Repeat the entries below exactly and in full.

++++ Records to use ++++

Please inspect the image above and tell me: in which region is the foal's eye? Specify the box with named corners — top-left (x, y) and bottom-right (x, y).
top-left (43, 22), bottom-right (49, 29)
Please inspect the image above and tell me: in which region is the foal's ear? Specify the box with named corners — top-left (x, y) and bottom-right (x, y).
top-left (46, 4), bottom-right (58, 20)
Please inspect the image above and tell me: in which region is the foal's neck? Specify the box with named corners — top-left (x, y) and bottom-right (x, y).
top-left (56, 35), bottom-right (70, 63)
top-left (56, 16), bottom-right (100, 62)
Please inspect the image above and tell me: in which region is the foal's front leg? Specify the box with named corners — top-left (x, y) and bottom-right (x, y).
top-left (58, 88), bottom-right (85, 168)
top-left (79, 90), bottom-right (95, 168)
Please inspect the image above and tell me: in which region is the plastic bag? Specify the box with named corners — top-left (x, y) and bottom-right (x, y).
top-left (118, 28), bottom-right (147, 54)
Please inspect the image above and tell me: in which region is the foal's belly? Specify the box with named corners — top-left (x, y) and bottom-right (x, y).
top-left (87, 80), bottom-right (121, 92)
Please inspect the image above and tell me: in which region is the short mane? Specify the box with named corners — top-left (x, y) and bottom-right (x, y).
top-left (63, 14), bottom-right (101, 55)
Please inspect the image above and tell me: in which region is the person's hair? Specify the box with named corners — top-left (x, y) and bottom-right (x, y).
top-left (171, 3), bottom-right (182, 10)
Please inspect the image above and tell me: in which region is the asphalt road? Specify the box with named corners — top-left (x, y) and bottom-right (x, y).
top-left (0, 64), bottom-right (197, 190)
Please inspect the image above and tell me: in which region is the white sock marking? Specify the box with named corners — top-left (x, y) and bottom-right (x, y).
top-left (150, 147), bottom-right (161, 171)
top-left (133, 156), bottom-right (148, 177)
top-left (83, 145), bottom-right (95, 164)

++++

** Expected output **
Please inspect the image above and tell me: in which region is the foal's eye? Specify the box with named corners — top-left (x, y) and bottom-right (x, y).
top-left (43, 22), bottom-right (49, 29)
Please inspect the image above and tell me: in which region is the foal's ear? Specify the box with named corners — top-left (x, y) and bottom-right (x, y).
top-left (46, 4), bottom-right (58, 20)
Please inspect the image above and tell me: in which region is the foal's neck? Specify the box with named corners — top-left (x, y) and bottom-right (x, y).
top-left (56, 35), bottom-right (70, 63)
top-left (56, 16), bottom-right (100, 62)
Please inspect the image above and tell me: in which region is the foal's front leg? Specify the box with named corners — top-left (x, y) and bottom-right (x, y).
top-left (58, 88), bottom-right (85, 168)
top-left (79, 90), bottom-right (95, 168)
Please inspect the image above and tell me: in which region is the plastic bag? Specify the box with named corners — top-left (x, y) and bottom-right (x, y).
top-left (118, 28), bottom-right (147, 54)
Please inspect the image above and tell me: in which region is the foal's belly? Specify the box with named corners — top-left (x, y) and bottom-right (x, y).
top-left (87, 80), bottom-right (121, 92)
Please inspect the image above and tell me: in which region is the short mane? Specify the box with named corners — top-left (x, y) and bottom-right (x, y).
top-left (63, 14), bottom-right (101, 55)
Please inspect the image above and tell me: in which region is the person's hair? Specify the box with named corners — top-left (x, y) and bottom-right (x, y).
top-left (171, 3), bottom-right (182, 10)
Please inspect the image above and tell me: in which region is the asphalt road? Specify the box with named corners — top-left (x, y) and bottom-right (x, y).
top-left (0, 64), bottom-right (197, 190)
Please inspect the image above and tell me: in which region is the white sock marking? Specify the box with named corners — top-left (x, y) and bottom-right (x, y).
top-left (150, 147), bottom-right (161, 171)
top-left (133, 156), bottom-right (148, 177)
top-left (83, 145), bottom-right (95, 164)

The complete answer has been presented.